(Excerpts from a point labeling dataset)
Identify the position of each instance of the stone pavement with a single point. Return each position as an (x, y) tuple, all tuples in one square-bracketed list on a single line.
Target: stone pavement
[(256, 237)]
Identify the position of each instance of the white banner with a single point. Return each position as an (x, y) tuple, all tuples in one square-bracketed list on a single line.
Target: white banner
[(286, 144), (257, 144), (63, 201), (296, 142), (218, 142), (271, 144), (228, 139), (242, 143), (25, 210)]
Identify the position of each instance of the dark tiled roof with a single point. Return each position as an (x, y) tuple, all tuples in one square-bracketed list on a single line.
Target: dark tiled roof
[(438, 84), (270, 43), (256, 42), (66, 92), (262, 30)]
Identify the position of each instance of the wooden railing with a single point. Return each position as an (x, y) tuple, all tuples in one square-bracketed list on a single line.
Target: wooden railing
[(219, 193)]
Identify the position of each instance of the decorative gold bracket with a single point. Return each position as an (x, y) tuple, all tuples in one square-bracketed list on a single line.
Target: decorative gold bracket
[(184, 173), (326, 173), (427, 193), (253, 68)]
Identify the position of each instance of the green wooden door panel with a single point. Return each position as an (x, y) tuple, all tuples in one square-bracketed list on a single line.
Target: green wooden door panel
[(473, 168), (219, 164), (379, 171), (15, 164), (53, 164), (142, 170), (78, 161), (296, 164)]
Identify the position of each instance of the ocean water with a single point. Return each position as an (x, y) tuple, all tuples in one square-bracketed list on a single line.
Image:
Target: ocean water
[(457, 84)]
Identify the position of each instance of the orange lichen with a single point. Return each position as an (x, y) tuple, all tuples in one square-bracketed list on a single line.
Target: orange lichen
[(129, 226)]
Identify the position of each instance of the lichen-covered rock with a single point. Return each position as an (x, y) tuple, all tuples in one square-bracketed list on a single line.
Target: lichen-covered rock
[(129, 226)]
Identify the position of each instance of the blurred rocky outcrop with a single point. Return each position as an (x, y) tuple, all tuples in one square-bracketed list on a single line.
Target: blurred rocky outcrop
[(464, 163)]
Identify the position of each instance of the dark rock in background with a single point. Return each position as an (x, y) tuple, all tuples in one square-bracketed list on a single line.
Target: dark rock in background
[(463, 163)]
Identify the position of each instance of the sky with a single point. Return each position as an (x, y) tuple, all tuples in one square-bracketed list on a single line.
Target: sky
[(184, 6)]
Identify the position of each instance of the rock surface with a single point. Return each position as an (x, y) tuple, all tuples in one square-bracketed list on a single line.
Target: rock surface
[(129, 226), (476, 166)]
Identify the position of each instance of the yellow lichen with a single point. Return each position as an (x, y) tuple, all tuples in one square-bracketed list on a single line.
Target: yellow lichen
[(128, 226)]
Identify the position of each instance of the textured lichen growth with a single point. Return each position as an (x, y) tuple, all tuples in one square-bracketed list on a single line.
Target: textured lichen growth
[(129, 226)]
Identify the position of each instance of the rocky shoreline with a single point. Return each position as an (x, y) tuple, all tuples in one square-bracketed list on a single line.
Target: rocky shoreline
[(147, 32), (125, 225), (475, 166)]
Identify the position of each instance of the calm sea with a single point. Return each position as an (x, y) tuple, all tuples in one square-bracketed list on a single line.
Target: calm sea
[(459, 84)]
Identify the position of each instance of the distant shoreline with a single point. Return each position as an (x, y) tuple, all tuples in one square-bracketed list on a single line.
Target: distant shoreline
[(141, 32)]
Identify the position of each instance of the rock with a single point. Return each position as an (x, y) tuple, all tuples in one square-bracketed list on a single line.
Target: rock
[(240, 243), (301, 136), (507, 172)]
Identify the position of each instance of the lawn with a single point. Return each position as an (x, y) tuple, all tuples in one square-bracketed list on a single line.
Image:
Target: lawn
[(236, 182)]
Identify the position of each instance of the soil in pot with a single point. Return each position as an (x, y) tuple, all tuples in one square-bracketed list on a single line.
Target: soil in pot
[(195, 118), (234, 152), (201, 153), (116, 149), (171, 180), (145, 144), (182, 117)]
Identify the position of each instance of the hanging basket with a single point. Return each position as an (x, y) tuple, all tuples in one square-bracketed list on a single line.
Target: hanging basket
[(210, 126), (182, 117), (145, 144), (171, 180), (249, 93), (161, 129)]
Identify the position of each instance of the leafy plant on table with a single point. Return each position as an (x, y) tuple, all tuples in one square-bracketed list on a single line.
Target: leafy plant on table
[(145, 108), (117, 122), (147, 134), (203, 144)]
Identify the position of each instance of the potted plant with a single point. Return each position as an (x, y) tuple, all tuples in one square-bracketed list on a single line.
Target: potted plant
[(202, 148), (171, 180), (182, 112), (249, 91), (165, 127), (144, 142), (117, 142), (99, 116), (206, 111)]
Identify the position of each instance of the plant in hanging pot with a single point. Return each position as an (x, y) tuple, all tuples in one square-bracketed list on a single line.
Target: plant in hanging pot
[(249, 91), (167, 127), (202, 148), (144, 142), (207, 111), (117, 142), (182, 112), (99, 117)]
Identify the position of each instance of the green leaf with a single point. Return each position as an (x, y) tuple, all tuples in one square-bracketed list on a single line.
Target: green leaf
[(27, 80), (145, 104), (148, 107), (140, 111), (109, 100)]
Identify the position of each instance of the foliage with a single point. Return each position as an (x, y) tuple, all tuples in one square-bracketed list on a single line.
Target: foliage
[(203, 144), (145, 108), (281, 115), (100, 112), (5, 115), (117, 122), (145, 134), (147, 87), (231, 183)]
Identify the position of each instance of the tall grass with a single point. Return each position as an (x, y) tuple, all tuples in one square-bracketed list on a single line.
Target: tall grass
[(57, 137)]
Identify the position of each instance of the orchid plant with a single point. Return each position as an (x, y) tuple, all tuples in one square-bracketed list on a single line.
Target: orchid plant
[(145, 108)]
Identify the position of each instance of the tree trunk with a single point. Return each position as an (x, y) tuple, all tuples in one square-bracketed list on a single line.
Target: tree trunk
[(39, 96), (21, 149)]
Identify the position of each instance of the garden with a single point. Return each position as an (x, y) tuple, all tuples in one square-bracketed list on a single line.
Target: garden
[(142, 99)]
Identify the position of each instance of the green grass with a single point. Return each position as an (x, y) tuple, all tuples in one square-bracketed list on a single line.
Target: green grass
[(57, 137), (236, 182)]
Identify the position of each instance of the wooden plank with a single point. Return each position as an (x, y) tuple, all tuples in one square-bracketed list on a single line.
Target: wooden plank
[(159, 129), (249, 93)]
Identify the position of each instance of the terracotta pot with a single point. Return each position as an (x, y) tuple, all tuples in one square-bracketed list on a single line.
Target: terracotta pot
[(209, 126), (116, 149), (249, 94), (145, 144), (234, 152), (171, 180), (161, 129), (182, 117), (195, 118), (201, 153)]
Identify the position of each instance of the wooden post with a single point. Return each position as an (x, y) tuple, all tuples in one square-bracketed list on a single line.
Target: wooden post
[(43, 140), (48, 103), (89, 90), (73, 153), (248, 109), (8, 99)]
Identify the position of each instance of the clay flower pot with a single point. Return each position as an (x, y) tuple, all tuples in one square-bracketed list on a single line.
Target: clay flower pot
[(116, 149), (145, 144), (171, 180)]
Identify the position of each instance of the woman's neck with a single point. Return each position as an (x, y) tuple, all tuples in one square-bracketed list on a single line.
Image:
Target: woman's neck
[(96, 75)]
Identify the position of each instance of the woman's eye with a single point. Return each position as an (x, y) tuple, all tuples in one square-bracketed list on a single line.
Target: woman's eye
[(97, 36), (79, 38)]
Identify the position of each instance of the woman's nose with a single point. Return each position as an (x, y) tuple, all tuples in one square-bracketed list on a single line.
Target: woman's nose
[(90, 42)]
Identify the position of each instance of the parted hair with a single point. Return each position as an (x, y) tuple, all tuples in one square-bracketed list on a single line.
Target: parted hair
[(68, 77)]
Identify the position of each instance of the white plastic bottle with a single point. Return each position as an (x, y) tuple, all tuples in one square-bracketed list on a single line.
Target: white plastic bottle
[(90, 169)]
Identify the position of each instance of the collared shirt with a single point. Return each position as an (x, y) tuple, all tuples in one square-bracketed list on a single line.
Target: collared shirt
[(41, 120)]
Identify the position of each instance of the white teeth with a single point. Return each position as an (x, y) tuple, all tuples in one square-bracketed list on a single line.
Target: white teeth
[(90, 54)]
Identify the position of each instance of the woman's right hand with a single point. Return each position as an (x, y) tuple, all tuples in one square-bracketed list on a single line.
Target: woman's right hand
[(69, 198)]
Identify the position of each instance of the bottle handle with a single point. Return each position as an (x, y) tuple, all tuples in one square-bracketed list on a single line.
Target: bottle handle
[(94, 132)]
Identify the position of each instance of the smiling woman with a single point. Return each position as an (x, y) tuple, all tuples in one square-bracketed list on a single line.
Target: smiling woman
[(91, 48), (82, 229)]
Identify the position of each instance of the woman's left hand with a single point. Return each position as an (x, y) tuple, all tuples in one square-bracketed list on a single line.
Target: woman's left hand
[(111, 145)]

[What is being asked]
Rewrite only the material beginning with the line that contains "Identify the position of each instance of the blurred" and continuing through the line that contains "[(463, 163)]", both included, with all requests kept. In the answers, scale every point coordinate by 2.05 and round to whole numbers, rounding halves up.

[Reply to the task]
Identify the position of each instance of the blurred rocky outcrop with a single point. Return each position as an (x, y) tuple, all tuples in one square-bracketed list on a single line.
Target: blurred rocky outcrop
[(951, 334)]
Identify the position of each instance of the dark rock in background with a single point. Return each position as an (x, y) tuple, all tuples in one square-bracketed list on a single line.
Target: dark rock in background
[(949, 334)]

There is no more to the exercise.